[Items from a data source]
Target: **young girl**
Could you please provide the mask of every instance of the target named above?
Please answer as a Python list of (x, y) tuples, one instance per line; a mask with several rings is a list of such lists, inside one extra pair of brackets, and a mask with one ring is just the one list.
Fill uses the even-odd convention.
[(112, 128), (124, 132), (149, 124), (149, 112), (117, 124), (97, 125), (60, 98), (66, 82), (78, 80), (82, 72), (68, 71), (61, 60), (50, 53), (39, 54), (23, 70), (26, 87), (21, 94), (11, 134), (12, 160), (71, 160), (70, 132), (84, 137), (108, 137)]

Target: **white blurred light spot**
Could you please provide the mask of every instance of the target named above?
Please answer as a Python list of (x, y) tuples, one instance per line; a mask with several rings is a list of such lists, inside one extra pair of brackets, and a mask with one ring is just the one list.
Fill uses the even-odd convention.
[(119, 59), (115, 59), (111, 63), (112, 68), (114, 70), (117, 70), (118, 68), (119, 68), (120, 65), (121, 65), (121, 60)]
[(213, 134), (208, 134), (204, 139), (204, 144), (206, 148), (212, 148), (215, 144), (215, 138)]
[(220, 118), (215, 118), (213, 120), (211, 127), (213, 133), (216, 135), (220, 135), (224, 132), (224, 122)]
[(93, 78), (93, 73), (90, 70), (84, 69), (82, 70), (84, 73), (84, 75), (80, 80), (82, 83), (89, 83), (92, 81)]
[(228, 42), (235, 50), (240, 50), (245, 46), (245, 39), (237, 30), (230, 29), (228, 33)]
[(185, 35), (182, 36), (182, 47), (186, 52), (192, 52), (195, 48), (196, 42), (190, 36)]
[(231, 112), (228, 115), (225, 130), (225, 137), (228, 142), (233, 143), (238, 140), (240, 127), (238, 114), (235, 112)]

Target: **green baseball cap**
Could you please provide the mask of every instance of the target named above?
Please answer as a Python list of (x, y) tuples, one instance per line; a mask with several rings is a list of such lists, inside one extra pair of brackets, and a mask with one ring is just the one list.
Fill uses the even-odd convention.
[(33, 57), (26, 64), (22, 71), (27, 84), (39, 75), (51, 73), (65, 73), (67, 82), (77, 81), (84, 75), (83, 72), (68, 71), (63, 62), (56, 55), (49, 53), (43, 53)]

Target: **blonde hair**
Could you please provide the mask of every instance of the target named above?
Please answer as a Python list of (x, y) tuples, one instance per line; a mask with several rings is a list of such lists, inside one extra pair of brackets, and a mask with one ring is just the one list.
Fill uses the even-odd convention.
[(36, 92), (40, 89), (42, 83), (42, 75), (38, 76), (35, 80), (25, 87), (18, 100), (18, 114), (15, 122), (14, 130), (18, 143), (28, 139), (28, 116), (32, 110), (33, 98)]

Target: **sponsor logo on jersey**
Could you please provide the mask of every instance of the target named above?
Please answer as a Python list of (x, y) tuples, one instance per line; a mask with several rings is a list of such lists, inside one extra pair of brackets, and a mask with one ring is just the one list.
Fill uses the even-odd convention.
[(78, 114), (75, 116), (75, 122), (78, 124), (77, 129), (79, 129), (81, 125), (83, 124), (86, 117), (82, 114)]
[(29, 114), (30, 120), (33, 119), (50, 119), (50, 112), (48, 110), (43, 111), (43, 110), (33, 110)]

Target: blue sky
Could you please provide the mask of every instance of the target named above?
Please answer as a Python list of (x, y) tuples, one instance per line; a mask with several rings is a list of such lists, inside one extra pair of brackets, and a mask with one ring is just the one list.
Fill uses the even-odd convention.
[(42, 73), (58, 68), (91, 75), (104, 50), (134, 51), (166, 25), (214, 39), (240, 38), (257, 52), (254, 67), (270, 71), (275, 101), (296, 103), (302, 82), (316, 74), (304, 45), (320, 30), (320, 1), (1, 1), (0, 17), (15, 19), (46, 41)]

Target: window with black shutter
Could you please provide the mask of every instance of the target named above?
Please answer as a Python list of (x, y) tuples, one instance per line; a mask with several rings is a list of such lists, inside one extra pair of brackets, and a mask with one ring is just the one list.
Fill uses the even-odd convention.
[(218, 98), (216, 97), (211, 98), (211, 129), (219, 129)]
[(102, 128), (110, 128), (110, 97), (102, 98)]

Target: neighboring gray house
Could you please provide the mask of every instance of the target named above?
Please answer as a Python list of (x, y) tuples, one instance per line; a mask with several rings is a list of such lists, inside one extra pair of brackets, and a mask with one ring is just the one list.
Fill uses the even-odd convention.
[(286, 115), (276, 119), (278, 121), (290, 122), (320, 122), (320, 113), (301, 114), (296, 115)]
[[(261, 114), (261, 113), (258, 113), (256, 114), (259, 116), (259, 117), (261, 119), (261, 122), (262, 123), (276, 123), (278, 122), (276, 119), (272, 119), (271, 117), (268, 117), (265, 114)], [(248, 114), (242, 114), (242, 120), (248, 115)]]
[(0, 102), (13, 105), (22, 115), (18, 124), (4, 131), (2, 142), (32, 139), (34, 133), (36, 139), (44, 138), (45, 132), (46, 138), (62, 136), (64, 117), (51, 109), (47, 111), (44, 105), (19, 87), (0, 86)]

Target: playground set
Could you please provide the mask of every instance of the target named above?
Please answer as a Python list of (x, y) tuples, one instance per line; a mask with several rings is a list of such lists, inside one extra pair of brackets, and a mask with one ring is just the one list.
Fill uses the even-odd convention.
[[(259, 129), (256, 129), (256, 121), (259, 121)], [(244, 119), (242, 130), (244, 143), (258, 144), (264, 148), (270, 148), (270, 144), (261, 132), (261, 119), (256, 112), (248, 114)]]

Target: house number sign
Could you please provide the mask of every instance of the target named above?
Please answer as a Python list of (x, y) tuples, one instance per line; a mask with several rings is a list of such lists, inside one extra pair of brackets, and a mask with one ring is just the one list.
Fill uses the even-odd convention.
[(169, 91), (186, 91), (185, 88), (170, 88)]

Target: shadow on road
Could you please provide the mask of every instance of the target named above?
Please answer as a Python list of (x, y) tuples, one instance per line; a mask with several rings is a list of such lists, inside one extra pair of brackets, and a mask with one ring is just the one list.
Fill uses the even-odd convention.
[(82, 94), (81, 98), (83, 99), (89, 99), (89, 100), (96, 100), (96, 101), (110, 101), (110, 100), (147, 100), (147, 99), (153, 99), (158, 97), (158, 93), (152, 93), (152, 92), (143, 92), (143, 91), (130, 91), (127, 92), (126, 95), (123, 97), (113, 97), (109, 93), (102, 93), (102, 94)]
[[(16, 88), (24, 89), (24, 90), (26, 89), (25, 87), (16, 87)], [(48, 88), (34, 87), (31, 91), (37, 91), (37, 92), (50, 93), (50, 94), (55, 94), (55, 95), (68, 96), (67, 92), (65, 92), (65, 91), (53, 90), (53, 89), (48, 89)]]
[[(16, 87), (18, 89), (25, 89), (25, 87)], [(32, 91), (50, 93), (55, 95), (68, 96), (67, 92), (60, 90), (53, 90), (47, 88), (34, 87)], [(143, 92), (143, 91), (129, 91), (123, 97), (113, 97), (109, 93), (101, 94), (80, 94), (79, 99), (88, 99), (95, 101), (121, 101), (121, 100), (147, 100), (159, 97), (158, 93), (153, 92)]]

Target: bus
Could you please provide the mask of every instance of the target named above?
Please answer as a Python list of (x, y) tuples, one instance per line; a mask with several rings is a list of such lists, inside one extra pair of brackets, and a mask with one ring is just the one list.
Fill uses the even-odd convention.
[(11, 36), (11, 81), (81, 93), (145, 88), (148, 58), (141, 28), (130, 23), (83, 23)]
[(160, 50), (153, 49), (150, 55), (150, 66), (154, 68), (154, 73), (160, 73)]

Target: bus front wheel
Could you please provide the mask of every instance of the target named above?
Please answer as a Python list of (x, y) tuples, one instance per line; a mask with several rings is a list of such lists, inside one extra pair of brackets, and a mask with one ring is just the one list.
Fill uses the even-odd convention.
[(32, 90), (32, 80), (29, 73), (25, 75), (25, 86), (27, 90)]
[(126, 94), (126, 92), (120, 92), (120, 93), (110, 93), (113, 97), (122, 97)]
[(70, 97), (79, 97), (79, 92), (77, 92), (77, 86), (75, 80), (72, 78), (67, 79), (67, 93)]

WHAT IS EXPECTED: Write out the data again from the line containing "Target: blue sky" through the line containing "[(102, 128), (110, 128), (110, 97), (102, 98)]", inclusive, keeping the requests. Shift every coordinate in the answers by -129.

EXPECTED ANSWER:
Target: blue sky
Could you please provide the mask of every instance of the target named above?
Please answer as a Python list of (x, y) tuples, one instance per line; a mask with several rings is a list of such lists, inside one extra pair of brackets, and a mask with one ring is just the one list.
Fill uses the even-odd convention.
[(-87, -56), (-71, -61), (-38, -54), (-25, -79), (5, -78), (37, -104), (85, -90), (111, -91), (128, -77), (125, -62), (141, -58), (146, -28), (167, -26), (173, -47), (187, -55), (175, -84), (191, -99), (191, -128), (-128, -128), (-129, -112), (-114, -110), (-83, -88)]

Target: window with black shutter
Could you please provide the mask of every instance of the target named above?
Please answer as a Python list of (x, y) tuples, one instance per line; a mask with several rings is a list of such lists, inside one extra pair of brackets, and a mask with one ring is just the one list.
Fill uses the even-odd convention.
[(89, -31), (87, -32), (82, -31), (82, 0), (90, 0)]
[(-27, -1), (-19, -1), (-19, -32), (-27, -31)]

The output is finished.